■ Exercise directions
How many lines in the entries that follow contain the word "below"? Reply with the number alone.

Image annotation data:
·····

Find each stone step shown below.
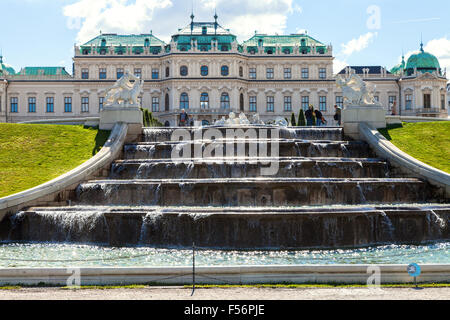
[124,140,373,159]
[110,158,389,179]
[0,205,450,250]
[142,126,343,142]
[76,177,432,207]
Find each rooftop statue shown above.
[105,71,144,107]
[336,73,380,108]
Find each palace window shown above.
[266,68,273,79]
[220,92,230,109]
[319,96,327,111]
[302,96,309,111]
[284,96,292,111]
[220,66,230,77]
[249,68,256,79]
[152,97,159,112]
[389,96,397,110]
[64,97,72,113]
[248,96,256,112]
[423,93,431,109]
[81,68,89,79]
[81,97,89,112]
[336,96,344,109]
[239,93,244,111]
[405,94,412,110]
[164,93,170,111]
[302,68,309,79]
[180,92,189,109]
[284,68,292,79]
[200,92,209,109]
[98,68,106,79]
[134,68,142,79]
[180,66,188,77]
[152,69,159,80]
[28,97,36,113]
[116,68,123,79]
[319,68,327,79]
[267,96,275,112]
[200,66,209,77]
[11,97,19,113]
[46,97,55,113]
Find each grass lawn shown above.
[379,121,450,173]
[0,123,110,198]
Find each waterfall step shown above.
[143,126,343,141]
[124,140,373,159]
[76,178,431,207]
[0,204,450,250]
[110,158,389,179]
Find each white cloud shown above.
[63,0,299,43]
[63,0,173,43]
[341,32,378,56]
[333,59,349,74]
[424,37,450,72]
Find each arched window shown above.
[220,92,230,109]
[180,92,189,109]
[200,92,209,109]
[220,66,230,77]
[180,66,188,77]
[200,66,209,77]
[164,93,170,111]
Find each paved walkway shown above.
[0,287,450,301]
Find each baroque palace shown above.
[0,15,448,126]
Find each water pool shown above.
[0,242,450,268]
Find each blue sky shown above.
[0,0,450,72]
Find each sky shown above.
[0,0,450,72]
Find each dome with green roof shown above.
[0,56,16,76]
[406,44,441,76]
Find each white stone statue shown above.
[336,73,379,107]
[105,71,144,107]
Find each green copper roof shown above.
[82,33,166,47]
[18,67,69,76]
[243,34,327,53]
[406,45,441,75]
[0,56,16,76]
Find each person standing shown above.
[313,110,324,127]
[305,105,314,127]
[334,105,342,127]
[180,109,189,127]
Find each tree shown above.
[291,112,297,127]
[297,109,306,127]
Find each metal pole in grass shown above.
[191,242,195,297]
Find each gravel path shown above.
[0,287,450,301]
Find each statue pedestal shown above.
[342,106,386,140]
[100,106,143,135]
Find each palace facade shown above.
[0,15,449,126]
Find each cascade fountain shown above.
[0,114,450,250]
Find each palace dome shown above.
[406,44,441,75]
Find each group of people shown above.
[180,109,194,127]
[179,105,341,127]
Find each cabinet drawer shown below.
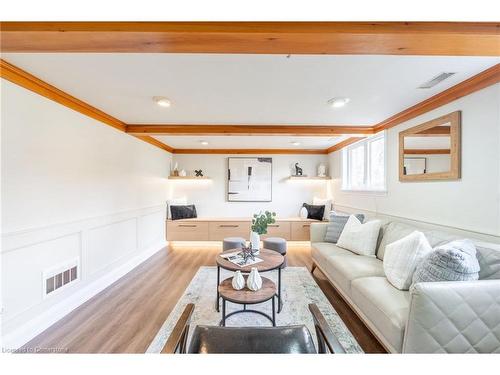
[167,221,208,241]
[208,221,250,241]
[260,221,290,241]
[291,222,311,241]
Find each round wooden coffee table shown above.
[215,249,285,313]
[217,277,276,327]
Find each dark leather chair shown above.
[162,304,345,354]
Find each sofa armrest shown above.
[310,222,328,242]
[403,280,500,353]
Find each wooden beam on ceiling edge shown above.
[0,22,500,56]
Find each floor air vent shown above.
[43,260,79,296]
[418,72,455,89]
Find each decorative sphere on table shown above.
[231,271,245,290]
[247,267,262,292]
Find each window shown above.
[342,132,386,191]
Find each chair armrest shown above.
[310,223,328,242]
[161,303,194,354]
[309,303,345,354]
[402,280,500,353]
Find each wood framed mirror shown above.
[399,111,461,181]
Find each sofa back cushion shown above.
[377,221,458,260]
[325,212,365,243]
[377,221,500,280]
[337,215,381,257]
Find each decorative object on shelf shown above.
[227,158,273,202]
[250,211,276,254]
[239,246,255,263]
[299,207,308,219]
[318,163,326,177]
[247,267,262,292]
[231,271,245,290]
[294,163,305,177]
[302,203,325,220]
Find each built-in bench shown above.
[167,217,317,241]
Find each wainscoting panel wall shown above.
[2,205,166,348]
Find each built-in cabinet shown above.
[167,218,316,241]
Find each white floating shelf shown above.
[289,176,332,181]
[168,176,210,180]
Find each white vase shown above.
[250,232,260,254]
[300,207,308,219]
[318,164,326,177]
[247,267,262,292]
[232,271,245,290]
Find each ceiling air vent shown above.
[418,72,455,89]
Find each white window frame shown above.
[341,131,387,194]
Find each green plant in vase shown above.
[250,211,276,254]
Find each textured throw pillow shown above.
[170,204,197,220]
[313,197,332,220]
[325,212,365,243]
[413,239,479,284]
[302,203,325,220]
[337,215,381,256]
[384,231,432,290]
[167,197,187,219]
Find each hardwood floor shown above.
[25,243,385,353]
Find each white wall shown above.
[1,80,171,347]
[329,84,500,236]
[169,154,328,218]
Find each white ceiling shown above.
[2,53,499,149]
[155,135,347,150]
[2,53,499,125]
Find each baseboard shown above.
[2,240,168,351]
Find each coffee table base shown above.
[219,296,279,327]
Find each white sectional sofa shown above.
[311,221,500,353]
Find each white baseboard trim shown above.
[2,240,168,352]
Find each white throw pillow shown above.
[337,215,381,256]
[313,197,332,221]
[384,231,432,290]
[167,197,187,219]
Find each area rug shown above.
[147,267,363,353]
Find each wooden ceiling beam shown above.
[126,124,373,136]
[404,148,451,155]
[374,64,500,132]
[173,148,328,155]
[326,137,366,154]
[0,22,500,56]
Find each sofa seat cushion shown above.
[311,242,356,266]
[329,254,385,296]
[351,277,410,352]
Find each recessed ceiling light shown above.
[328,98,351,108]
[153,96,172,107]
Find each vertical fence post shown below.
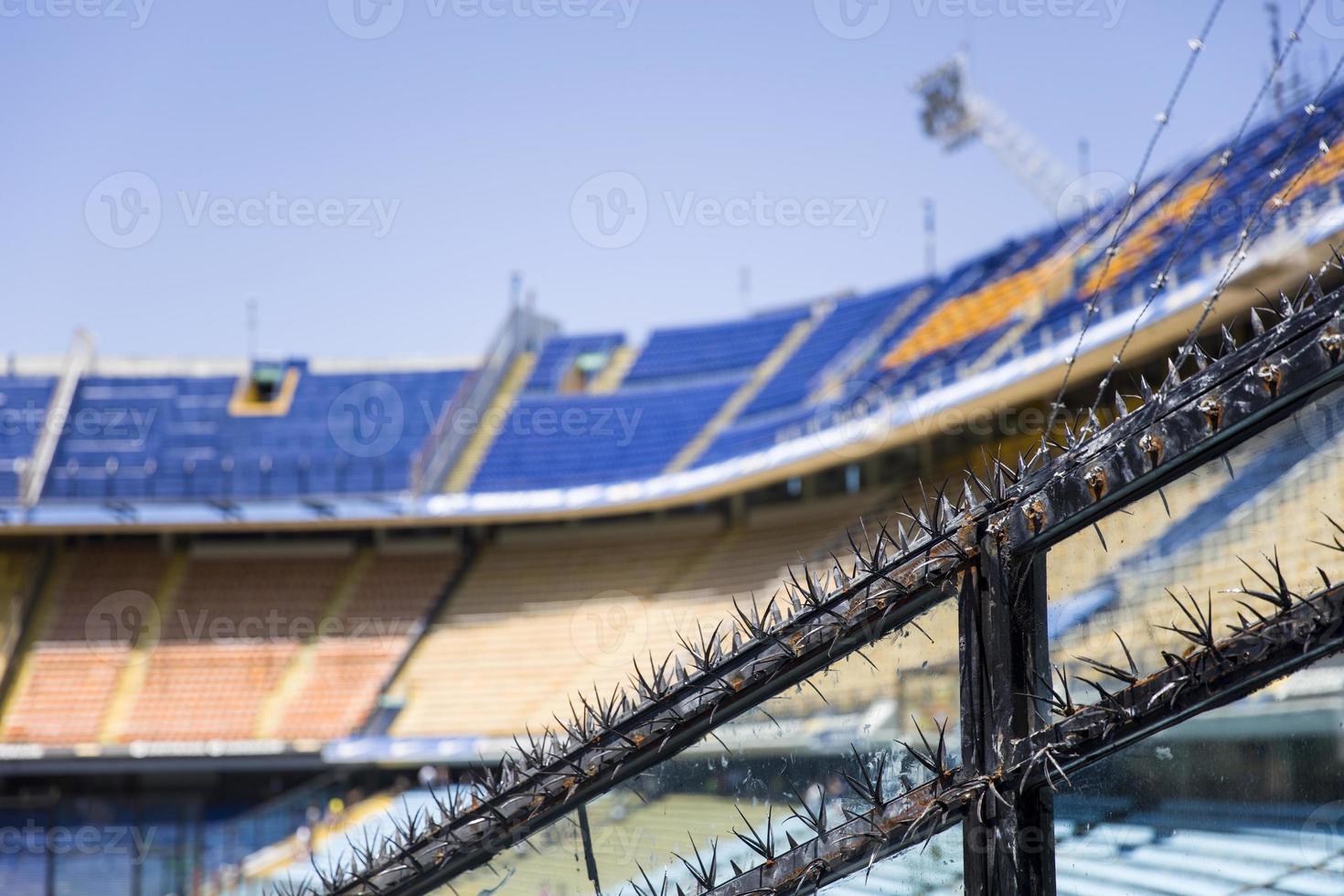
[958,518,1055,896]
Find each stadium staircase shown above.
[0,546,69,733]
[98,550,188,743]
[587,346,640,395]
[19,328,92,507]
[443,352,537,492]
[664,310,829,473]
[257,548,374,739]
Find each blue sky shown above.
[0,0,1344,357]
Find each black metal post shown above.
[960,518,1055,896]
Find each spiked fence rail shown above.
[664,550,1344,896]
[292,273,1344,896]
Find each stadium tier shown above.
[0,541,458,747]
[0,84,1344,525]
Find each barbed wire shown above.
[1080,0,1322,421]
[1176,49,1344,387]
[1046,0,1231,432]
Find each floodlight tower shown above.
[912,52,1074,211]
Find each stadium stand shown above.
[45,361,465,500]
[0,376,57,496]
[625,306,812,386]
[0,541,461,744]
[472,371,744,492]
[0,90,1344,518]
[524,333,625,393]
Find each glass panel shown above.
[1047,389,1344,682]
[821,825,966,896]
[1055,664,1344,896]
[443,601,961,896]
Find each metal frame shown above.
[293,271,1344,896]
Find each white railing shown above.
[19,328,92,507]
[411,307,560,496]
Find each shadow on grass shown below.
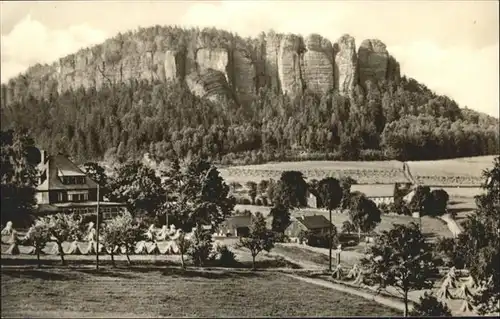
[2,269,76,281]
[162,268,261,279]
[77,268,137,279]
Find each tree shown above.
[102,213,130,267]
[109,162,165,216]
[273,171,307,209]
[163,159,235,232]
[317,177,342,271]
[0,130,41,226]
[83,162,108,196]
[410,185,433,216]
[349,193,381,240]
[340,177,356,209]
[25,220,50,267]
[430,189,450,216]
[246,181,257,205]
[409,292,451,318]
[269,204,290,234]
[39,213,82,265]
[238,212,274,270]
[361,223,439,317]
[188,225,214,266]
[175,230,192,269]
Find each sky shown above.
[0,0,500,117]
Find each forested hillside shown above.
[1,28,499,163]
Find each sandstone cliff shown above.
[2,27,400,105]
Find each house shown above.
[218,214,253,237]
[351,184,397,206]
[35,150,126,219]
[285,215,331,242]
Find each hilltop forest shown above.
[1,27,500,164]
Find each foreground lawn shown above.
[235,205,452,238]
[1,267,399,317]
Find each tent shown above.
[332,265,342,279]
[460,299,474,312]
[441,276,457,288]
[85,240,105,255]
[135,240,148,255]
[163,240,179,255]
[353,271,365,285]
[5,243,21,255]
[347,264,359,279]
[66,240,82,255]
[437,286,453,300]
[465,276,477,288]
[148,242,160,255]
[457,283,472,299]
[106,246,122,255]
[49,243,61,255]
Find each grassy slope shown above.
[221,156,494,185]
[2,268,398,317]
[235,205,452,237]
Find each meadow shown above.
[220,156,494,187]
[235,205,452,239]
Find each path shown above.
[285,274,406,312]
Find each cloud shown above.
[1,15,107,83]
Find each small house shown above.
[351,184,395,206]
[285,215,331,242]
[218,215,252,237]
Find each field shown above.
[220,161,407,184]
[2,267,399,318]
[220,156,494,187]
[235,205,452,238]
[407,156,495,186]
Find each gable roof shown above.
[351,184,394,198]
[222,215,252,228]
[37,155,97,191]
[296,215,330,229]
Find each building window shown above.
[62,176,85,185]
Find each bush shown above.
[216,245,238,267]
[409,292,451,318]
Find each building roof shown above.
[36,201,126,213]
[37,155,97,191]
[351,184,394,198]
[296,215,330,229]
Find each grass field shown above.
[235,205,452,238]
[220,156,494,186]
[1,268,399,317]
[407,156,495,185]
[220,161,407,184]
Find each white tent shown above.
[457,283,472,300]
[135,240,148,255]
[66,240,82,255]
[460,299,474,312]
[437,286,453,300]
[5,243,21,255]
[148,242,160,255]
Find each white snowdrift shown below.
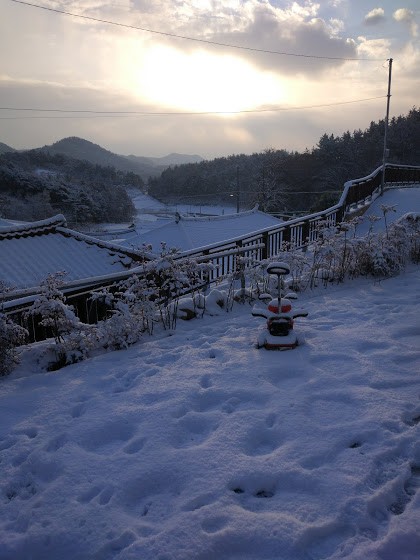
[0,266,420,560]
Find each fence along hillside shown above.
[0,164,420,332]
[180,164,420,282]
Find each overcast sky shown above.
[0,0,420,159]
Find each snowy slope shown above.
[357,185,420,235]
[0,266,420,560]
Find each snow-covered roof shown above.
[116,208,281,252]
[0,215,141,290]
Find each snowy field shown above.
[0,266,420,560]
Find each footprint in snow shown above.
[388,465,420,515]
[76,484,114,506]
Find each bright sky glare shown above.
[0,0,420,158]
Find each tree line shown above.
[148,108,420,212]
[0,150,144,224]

·····

■ Correct output
5